**Your task**. Pictures are to be excluded. Please print only the lines from the one containing "Expected: one point per instance of the door" through the end of the data, exactly as they appear.

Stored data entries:

———

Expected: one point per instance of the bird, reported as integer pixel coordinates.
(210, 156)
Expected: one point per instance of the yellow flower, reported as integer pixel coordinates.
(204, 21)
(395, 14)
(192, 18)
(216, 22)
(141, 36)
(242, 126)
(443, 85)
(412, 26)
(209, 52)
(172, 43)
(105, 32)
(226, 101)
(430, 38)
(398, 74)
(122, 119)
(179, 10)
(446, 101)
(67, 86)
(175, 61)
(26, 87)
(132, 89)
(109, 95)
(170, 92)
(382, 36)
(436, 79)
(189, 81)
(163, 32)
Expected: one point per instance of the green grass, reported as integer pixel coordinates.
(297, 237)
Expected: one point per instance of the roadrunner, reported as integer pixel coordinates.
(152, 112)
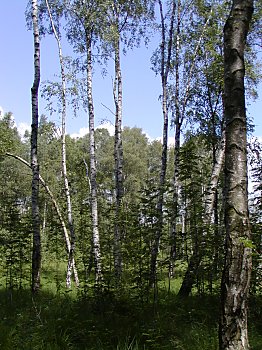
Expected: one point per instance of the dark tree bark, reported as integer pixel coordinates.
(166, 53)
(233, 333)
(118, 155)
(92, 147)
(64, 166)
(36, 254)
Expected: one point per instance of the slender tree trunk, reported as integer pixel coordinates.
(118, 155)
(233, 332)
(36, 255)
(178, 124)
(94, 210)
(166, 52)
(64, 167)
(58, 211)
(195, 260)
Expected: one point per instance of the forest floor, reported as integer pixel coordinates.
(66, 320)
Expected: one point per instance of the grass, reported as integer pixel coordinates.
(52, 321)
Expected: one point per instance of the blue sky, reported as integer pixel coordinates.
(141, 87)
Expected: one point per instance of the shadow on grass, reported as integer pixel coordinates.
(64, 321)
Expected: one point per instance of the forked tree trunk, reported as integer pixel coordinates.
(94, 210)
(64, 167)
(118, 155)
(195, 259)
(36, 254)
(233, 334)
(58, 211)
(178, 123)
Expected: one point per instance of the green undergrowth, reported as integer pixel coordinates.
(68, 320)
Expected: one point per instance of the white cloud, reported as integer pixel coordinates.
(22, 127)
(82, 132)
(108, 126)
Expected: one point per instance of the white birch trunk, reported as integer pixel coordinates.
(64, 167)
(58, 211)
(36, 254)
(233, 332)
(94, 210)
(118, 155)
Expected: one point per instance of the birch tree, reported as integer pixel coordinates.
(85, 20)
(36, 255)
(233, 332)
(63, 143)
(166, 47)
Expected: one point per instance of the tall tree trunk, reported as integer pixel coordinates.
(94, 210)
(166, 52)
(36, 255)
(195, 260)
(57, 209)
(64, 167)
(233, 332)
(178, 123)
(118, 155)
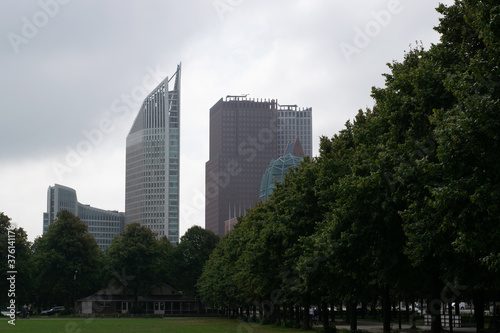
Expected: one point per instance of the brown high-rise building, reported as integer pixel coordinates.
(245, 135)
(243, 139)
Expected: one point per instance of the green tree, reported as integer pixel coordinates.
(135, 253)
(19, 249)
(68, 262)
(187, 259)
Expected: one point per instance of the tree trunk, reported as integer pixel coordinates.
(450, 317)
(386, 309)
(478, 301)
(434, 305)
(278, 314)
(354, 317)
(324, 315)
(333, 312)
(305, 314)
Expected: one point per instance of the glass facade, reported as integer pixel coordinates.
(104, 225)
(276, 172)
(152, 162)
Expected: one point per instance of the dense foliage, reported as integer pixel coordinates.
(402, 204)
(66, 263)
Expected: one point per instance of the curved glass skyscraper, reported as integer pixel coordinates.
(152, 162)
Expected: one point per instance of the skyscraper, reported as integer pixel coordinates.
(152, 162)
(293, 123)
(104, 225)
(242, 142)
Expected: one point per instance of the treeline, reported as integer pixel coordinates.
(402, 204)
(66, 263)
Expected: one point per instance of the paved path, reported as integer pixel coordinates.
(377, 327)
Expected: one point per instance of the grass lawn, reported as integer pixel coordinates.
(133, 325)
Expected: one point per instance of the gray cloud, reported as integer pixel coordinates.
(64, 78)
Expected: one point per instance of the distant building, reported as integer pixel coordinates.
(161, 300)
(104, 225)
(153, 161)
(278, 168)
(293, 123)
(245, 134)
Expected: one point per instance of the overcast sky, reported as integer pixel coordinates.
(74, 72)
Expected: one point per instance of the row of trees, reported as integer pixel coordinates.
(66, 263)
(402, 204)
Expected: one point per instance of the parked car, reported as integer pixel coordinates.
(54, 310)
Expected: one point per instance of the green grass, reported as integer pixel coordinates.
(133, 325)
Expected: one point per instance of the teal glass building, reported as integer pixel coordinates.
(153, 161)
(278, 168)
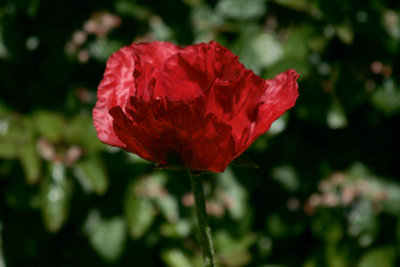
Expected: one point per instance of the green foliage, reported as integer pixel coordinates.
(321, 186)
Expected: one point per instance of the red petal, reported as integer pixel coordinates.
(280, 95)
(114, 90)
(149, 57)
(160, 129)
(190, 72)
(129, 66)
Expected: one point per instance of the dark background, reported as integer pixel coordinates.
(326, 189)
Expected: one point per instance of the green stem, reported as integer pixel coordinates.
(202, 218)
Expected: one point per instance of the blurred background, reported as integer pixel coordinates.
(326, 191)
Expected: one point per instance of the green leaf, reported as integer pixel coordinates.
(55, 195)
(386, 98)
(233, 252)
(129, 8)
(345, 33)
(102, 49)
(139, 213)
(14, 133)
(382, 257)
(91, 174)
(2, 261)
(175, 258)
(8, 150)
(241, 9)
(49, 125)
(168, 206)
(235, 192)
(107, 236)
(81, 131)
(31, 162)
(336, 117)
(258, 49)
(180, 229)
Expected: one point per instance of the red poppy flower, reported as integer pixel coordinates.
(197, 106)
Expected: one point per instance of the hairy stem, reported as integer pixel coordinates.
(202, 218)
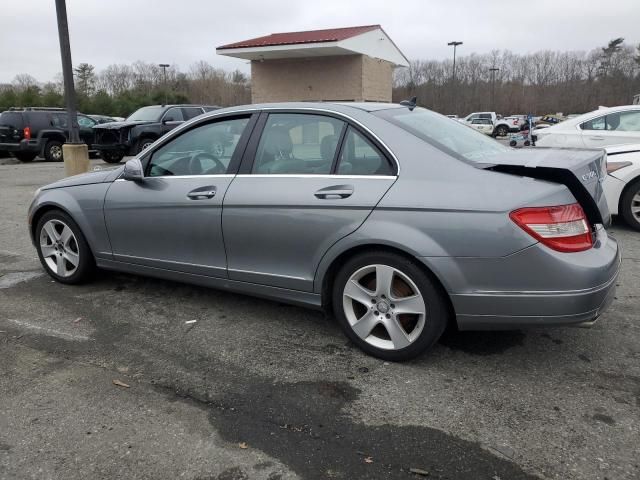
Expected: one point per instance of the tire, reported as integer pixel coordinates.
(53, 151)
(111, 156)
(144, 143)
(501, 131)
(60, 244)
(384, 332)
(25, 156)
(630, 205)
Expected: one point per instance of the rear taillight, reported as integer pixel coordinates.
(563, 228)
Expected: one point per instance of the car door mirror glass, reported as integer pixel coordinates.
(133, 170)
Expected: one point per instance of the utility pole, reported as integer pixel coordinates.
(493, 71)
(67, 71)
(74, 153)
(453, 81)
(164, 67)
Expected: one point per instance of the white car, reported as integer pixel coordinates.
(622, 184)
(606, 126)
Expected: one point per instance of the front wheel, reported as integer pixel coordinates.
(630, 205)
(53, 151)
(388, 306)
(62, 248)
(501, 131)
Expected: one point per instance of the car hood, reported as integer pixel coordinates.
(96, 176)
(119, 125)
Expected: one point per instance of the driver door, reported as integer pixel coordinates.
(172, 219)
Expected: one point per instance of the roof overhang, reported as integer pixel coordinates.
(375, 44)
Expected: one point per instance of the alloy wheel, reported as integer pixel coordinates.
(384, 307)
(59, 248)
(635, 206)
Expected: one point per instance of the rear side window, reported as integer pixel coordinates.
(360, 157)
(293, 143)
(12, 119)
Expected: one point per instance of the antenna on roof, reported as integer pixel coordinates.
(410, 103)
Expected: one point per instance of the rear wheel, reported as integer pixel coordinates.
(25, 156)
(53, 151)
(388, 306)
(111, 156)
(62, 248)
(630, 205)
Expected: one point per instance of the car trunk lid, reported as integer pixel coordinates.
(581, 171)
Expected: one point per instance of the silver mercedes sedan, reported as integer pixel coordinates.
(393, 218)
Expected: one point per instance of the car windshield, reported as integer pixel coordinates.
(454, 138)
(146, 114)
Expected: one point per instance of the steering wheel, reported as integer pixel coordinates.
(195, 165)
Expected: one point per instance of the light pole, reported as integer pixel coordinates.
(453, 80)
(75, 154)
(493, 71)
(164, 67)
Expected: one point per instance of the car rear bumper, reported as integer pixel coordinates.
(535, 287)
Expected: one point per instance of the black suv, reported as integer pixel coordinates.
(142, 128)
(33, 131)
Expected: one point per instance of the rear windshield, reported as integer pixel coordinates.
(146, 114)
(444, 133)
(12, 119)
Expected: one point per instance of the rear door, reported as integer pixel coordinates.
(172, 219)
(612, 129)
(307, 180)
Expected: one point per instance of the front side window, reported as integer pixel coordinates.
(294, 143)
(451, 137)
(360, 157)
(204, 150)
(86, 122)
(191, 112)
(173, 115)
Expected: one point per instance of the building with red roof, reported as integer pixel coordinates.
(337, 64)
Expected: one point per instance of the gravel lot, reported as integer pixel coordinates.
(257, 389)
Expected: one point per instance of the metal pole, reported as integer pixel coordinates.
(493, 71)
(453, 80)
(164, 67)
(67, 71)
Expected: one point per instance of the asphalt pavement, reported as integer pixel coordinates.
(114, 379)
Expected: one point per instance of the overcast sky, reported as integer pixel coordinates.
(184, 31)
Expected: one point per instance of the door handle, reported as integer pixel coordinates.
(202, 193)
(335, 192)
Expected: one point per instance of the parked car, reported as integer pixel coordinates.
(606, 126)
(482, 125)
(394, 218)
(33, 131)
(622, 185)
(103, 119)
(142, 128)
(501, 126)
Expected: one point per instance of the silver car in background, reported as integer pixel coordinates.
(394, 218)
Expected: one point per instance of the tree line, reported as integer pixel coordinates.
(537, 83)
(119, 90)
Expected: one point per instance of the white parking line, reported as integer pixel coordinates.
(51, 332)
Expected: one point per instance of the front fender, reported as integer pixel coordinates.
(83, 203)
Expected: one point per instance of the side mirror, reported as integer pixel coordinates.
(133, 170)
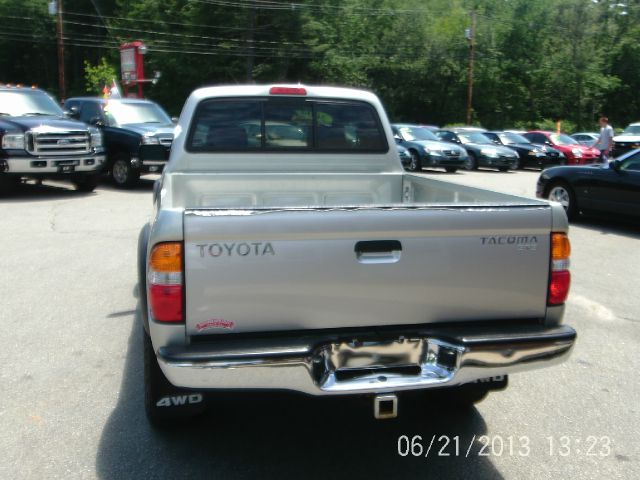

———

**Expected output**.
Expected: one point per instance of the door handle, reported as integer pixel coordinates.
(202, 193)
(335, 192)
Expected: one point per instance of the parked car, reported as integer pixel coordinates.
(606, 126)
(482, 125)
(394, 218)
(33, 131)
(622, 185)
(103, 119)
(142, 128)
(501, 126)
Expected: one point per instance of the silver car in background, reported as integer pixel coordinates.
(394, 218)
Expected: one point per instance of the tree line, reported as integer pixel coordinates.
(537, 83)
(119, 90)
Expected: one point per instance of the white parking line, reported as integer pixel coordinates.
(51, 332)
Expected: one point per instance of the front fender, reported as integer pixel coordinates.
(83, 203)
Expected: one point per instance of the side mirror, reported as integer pixel coordinates.
(133, 170)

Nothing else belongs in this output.